* Start Task inputs *

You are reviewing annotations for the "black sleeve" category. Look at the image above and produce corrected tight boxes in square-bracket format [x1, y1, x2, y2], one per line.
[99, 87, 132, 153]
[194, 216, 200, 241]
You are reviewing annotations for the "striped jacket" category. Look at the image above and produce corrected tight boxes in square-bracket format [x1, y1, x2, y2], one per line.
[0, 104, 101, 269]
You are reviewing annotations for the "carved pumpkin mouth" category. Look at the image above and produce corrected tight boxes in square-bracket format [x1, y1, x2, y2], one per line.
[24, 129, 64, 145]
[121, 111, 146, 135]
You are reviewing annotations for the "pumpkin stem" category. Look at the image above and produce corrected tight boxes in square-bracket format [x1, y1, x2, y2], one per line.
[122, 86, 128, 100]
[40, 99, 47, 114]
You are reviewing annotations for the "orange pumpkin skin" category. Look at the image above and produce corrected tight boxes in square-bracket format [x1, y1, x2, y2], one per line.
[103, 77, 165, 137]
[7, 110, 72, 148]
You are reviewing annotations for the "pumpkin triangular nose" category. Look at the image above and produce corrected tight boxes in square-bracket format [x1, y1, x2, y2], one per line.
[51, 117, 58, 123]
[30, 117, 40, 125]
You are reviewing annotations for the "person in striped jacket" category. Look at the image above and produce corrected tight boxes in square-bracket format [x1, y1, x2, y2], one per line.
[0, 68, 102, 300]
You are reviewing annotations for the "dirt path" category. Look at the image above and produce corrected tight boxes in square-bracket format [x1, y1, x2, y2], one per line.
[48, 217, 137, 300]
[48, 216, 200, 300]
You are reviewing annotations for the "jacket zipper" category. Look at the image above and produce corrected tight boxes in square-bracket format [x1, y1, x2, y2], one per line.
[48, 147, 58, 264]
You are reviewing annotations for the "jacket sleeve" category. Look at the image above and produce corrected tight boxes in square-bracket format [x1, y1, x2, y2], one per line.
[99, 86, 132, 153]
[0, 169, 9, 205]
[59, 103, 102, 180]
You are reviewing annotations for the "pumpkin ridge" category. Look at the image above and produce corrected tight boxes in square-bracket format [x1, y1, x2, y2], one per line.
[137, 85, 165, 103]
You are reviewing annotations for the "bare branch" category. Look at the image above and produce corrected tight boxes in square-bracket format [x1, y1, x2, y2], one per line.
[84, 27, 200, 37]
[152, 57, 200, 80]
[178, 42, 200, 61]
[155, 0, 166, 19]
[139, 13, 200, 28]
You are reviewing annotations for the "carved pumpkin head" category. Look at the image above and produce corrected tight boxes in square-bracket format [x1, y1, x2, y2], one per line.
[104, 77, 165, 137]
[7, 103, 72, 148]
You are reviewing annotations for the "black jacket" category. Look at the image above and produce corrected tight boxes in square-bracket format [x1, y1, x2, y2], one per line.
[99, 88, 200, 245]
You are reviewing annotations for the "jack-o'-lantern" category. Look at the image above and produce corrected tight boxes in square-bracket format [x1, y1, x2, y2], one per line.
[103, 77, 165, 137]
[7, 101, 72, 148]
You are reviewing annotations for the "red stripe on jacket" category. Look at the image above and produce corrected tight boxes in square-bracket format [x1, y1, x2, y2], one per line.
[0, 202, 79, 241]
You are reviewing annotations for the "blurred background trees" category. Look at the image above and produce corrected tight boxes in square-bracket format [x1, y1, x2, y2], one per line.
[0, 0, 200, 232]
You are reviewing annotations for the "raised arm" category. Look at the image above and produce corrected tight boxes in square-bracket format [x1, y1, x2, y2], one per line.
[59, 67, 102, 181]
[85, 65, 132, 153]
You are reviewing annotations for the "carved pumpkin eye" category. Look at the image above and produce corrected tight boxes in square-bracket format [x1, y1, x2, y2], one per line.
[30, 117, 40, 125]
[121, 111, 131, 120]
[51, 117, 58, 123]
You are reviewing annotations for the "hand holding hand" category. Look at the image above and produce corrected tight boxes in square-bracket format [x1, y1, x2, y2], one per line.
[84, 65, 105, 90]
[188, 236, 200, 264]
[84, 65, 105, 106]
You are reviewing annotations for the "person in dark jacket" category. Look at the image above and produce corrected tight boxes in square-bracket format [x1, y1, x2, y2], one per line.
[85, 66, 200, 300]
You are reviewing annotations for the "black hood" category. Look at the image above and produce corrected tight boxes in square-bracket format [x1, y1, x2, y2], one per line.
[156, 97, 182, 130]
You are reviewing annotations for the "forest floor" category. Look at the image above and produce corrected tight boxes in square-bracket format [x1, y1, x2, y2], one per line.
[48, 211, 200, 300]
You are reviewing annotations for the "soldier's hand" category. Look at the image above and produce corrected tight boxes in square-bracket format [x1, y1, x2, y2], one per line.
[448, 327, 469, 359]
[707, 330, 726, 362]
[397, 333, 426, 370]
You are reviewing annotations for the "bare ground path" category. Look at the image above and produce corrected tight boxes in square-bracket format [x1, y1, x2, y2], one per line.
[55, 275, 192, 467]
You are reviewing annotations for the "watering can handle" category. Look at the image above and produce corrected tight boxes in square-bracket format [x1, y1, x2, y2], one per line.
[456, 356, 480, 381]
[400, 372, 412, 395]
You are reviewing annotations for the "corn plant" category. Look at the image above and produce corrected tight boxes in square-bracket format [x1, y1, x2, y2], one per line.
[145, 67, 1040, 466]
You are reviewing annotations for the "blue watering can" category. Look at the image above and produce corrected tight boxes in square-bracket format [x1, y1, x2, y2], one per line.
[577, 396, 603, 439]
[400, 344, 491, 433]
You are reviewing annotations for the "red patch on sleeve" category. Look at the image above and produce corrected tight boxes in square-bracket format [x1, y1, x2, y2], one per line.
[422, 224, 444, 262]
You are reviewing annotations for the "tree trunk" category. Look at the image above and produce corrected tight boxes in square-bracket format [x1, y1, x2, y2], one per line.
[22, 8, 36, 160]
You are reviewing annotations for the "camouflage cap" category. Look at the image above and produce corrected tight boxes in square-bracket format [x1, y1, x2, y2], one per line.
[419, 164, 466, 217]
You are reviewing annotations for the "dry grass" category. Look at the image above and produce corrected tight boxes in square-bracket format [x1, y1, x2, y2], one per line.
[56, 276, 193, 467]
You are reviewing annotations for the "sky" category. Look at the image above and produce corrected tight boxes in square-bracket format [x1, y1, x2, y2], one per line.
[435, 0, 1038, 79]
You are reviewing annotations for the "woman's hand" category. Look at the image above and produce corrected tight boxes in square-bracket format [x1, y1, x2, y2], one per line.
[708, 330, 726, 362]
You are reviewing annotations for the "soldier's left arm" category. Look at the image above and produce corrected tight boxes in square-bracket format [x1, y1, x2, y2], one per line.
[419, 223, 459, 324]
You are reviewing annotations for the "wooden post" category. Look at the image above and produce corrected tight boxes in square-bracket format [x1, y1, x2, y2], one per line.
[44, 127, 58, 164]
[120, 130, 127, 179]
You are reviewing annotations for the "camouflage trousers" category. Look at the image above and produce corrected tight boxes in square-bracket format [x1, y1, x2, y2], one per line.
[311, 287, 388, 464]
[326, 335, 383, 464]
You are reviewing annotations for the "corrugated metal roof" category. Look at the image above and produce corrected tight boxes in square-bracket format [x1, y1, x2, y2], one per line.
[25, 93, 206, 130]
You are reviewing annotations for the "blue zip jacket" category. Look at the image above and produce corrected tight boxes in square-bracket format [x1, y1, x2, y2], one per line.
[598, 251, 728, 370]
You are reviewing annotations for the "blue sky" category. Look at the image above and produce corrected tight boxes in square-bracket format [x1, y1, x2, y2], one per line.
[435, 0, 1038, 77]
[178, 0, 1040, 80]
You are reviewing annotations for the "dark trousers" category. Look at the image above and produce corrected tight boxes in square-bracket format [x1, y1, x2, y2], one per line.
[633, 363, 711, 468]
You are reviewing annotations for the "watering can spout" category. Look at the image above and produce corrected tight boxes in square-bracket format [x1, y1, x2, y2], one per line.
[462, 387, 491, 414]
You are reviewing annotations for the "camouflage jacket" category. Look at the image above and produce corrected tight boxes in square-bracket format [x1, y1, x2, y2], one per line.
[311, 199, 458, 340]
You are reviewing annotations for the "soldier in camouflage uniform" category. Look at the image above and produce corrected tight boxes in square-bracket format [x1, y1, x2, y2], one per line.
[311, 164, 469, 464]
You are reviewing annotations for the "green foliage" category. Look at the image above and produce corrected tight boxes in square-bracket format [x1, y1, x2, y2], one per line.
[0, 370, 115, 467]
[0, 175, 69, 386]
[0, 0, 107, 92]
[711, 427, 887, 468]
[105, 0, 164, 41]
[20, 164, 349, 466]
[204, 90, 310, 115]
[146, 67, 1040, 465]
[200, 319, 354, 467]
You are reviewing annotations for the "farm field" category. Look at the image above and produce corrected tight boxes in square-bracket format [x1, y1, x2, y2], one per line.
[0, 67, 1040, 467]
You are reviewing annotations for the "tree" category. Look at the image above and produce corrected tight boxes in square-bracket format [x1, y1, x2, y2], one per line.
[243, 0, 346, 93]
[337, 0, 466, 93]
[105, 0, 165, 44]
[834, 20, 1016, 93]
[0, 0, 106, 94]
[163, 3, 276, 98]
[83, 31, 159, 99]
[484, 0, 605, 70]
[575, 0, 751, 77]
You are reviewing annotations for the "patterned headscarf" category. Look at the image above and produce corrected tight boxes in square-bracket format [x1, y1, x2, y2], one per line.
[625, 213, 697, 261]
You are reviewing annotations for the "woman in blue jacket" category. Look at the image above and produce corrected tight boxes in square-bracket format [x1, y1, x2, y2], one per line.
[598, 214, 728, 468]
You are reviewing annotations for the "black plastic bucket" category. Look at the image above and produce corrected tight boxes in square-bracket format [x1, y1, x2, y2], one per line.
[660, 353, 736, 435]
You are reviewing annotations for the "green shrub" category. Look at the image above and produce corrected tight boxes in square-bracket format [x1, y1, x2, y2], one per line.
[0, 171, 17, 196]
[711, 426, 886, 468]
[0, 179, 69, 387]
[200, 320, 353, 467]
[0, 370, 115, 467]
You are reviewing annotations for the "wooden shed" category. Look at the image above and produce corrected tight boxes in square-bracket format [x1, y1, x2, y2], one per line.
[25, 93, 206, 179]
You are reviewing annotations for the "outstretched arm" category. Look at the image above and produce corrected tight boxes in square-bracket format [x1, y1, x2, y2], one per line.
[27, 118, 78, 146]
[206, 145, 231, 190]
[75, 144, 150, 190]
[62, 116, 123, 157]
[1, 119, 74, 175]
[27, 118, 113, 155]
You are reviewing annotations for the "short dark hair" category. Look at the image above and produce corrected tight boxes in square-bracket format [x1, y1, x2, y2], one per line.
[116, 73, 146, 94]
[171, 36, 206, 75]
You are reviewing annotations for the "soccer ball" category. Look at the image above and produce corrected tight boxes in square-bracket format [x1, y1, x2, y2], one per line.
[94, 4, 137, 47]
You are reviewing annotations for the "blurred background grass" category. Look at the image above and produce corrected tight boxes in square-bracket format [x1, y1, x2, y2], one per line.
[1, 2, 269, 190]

* End Task inputs *

Written exercise:
Rewrite the stretch of material from its start through the line containing "[48, 147, 58, 264]", replacing "tight" with "snug" and leaving everything else unchanged.

Exercise solution:
You are reviewing annotations for the "black sleeve" category. Look at the image above and produce corrected snug boxes in square-bracket format [x1, y1, x2, y2], one per line.
[99, 87, 132, 153]
[194, 216, 200, 241]
You are reviewing annotations for the "striped jacket" category. Look at the image above and produce corrected snug boxes in square-bracket format [x1, y1, x2, y2], one per line.
[0, 104, 101, 269]
You are reviewing annotations for the "carved pumpkin mouth" category. Look at the image above and produce corrected snug boxes in square-bracket format [x1, y1, x2, y2], one per line.
[24, 129, 64, 145]
[121, 111, 146, 135]
You are reviewing annotations for the "pumpkin stem" category. Look at the image above and produce corrected snug boxes in square-bracket format [x1, y1, x2, y2], one per line.
[122, 86, 128, 100]
[40, 99, 47, 114]
You are reviewing annotations for the "orange pumpkin skin" category. Look at the image above and produce corrected snug boxes in square-bracket format [x1, y1, x2, y2], one per line.
[103, 77, 165, 137]
[7, 110, 72, 148]
You are reviewing annotations for the "pumpkin triangular nose" category. Look at the image above and produce corrected snug boxes in square-bracket format [x1, y1, x2, y2], one per line.
[51, 117, 58, 123]
[30, 117, 40, 125]
You are reviewing annotations for the "person in striped jacket" category. Look at the image above and produce corrected snug boxes in square-bracket format [x1, y1, x2, y2], one per line.
[0, 68, 102, 300]
You are reviewing annotations for the "dirt path" category. Look at the image above and produce corrected snug boxes in square-bracket format [x1, y1, x2, y2], one per line.
[48, 217, 137, 300]
[48, 216, 200, 300]
You are reviewing annotations for the "jacket zipper" category. Look at the image above and produce corrected snug boxes in square-bracket format [x1, y1, x2, y2], one per line.
[48, 147, 58, 264]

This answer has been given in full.